*** Opening Working data ***

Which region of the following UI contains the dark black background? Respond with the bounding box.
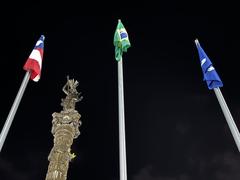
[0,6,240,180]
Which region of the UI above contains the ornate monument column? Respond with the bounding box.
[45,76,83,180]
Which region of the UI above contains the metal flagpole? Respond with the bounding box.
[118,58,128,180]
[0,71,31,152]
[213,87,240,152]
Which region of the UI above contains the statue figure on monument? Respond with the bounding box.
[61,76,83,111]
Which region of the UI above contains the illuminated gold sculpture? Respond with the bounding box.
[45,76,82,180]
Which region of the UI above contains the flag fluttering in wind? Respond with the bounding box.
[195,39,223,89]
[194,38,240,153]
[0,35,45,152]
[114,20,131,61]
[23,35,45,82]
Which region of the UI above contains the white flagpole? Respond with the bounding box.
[118,58,128,180]
[213,87,240,152]
[0,71,31,152]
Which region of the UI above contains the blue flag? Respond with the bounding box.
[195,39,223,89]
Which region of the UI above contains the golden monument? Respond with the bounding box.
[45,76,82,180]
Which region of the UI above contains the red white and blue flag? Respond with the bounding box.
[23,35,45,82]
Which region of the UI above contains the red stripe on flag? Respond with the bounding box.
[23,58,41,81]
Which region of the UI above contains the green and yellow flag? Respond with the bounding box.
[113,19,131,61]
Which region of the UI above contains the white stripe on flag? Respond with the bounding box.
[29,49,42,68]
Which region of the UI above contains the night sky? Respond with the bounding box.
[1,12,240,180]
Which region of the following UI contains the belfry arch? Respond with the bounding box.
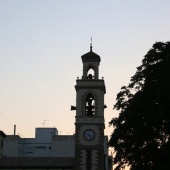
[87,65,95,79]
[85,93,95,116]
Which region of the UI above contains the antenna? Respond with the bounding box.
[42,120,49,127]
[14,124,16,135]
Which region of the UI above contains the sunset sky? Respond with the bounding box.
[0,0,170,141]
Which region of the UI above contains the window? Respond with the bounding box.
[36,146,46,149]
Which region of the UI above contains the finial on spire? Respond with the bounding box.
[90,37,92,52]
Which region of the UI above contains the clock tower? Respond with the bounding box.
[74,44,106,170]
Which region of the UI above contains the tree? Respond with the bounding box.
[109,41,170,170]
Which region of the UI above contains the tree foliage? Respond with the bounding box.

*** Closing Working data ***

• [Exercise objective]
Restate, word for word, the entries above, dropping any picture.

• [Solution]
Which region of the following UI contains the dark black background? Respond with the bounding box.
[0,6,240,180]
Which region of the UI above contains the ornate monument column? Respond with the bounding box.
[45,76,83,180]
Which region of the UI above contains the metal flagpole? Respond with the bounding box.
[118,58,128,180]
[0,71,31,152]
[213,87,240,152]
Which region of the UI above contains the statue figure on monument? Respond with the bounding box.
[61,76,83,111]
Which region of the UI above contains the illuminated gold sculpture? Respond with the bounding box.
[45,76,82,180]
Which region of the UI above contains the flag fluttering in wind? Respond with the bounding box.
[195,39,223,89]
[194,38,240,153]
[0,35,45,152]
[114,20,131,61]
[23,35,45,82]
Which region of the UI above contains the white flagpole? Respond with the bounding box.
[118,58,128,180]
[213,87,240,152]
[0,71,31,152]
Which region of the UI above contains the blue flag? Respond with the bounding box.
[195,39,223,89]
Which region of the UI above contains the golden monument? Respond with the bounding box.
[45,76,82,180]
Which region of the UI above contains the red white and blue flag? Respond with the bounding box.
[23,35,45,82]
Which region of the UI above contains the red stripe on flag? Respond with the bounding box.
[23,58,41,81]
Which region of the UI above contains the green and yellow flag? Respond with the bounding box.
[113,19,131,61]
Which region of the UI above contains the white stripe on flag? Respond with the bounding box.
[29,49,42,68]
Which region of the UI above contains the night sky? Respond with the bounding box.
[1,12,240,180]
Which region of the following UI contains the belfry arch? Respond with the bounding box.
[87,65,95,79]
[85,93,95,116]
Which region of the UI above contains the antenna? Respond with the bounding box.
[42,120,49,127]
[14,124,16,135]
Which region of the UI above contains the sunset sky? Respond with the bounding box.
[0,0,170,141]
Which region of the UI above contains the window? Respond with the bounding box.
[36,146,46,149]
Which region of the UI above contains the finial on spire? Respond with the bounding box.
[90,37,92,52]
Which region of the UI above contains the clock tower? Respond with the bounding box.
[74,44,106,170]
Which region of the UI above contains the tree? Respond with the bounding box.
[109,41,170,170]
Which region of the UI above contains the tree foliage? Respond with the bounding box.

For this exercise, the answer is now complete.